ZU BEANTWORTENDE FRAGEN:
**a)** Kopieren Sie aus dem Textauszug den Abschnitt von "Brasilien: Krankenstation in" bis einschließlich "zwei Zelten errichtet." wortgetreu.
**b)** Über wie viele Betten verfügt die Krankenstation im Pacaembu-Stadion laut dem Textauszug?

TEXTAUSZUG:
——
Brasilien: Krankenstation in Pelés Stadion
Wo einst Brasiliens Fußball-Legende Pelé einen Teil seiner mehr als 1.000 Tore für den FC Santos erzielte, hat eine Krankenstation mit knapp 200 Betten den Betrieb aufgenommen. Wie das Portal "G1" berichtete, wurden am Montag zunächst zwei Patienten in das sogenannte HM Camp im Pacaembu-Stadion in São Paulo überwiesen. Bis zum Ende des Tages sollten 100 Personen zur ärztlichen Behandlung aufgenommen werden. Das Angebot richtet sich ausschließlich an Corona-Infizierte aus dem öffentlichen Gesundheitssystem. Die Stadtverwaltung hatte die Krankenstation mit zwei Zelten errichtet.
——
DATENAUSZUG:
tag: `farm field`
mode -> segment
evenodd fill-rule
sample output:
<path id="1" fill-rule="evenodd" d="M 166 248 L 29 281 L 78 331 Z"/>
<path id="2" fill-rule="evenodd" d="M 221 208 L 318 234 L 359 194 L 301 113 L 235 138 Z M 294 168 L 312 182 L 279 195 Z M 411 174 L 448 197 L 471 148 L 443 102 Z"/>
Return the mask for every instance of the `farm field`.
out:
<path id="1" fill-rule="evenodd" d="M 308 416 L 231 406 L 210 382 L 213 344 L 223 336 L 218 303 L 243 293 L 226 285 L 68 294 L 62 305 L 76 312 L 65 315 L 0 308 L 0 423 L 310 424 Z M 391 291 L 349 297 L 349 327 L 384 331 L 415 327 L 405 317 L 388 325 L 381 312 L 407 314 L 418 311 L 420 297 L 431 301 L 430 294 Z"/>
——
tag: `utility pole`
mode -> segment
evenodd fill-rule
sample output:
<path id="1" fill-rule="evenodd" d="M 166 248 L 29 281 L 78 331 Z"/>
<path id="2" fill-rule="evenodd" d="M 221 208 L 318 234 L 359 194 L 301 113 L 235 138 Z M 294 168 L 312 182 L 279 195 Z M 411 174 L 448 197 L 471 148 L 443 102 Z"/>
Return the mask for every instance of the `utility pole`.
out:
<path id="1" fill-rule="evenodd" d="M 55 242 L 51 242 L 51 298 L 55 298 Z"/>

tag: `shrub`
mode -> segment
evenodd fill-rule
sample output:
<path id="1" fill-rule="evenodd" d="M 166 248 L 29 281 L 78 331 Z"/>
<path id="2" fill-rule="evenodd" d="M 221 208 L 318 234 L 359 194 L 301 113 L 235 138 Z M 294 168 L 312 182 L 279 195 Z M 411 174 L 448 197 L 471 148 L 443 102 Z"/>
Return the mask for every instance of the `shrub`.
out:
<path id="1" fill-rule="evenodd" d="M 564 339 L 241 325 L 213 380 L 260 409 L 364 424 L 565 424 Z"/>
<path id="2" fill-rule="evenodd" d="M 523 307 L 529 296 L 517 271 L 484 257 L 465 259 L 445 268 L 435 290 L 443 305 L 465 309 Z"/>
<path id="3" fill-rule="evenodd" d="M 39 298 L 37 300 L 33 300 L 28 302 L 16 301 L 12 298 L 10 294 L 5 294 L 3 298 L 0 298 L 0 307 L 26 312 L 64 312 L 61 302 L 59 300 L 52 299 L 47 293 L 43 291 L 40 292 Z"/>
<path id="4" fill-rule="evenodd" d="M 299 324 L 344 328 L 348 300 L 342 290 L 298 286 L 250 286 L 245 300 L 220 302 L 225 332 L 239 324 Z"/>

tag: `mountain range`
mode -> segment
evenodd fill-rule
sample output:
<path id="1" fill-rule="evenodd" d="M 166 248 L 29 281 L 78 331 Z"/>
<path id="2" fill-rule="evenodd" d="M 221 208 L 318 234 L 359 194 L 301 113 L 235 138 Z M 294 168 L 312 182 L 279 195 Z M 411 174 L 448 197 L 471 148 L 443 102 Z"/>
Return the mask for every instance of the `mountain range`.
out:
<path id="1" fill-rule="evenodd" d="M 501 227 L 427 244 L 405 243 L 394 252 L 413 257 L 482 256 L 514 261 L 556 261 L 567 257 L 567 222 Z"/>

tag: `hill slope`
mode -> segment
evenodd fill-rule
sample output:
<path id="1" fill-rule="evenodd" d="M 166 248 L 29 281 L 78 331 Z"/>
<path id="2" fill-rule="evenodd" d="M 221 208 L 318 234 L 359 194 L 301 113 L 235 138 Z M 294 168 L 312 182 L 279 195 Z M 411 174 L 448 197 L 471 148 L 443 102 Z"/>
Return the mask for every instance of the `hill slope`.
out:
——
ERGEBNISSE:
**a)**
Brasilien: Krankenstation in Pelés Stadion
Wo einst Brasiliens Fußball-Legende Pelé einen Teil seiner mehr als 1.000 Tore für den FC Santos erzielte, hat eine Krankenstation mit knapp 200 Betten den Betrieb aufgenommen. Wie das Portal "G1" berichtete, wurden am Montag zunächst zwei Patienten in das sogenannte HM Camp im Pacaembu-Stadion in São Paulo überwiesen. Bis zum Ende des Tages sollten 100 Personen zur ärztlichen Behandlung aufgenommen werden. Das Angebot richtet sich ausschließlich an Corona-Infizierte aus dem öffentlichen Gesundheitssystem. Die Stadtverwaltung hatte die Krankenstation mit zwei Zelten errichtet.

**b)** Knapp 200 Betten.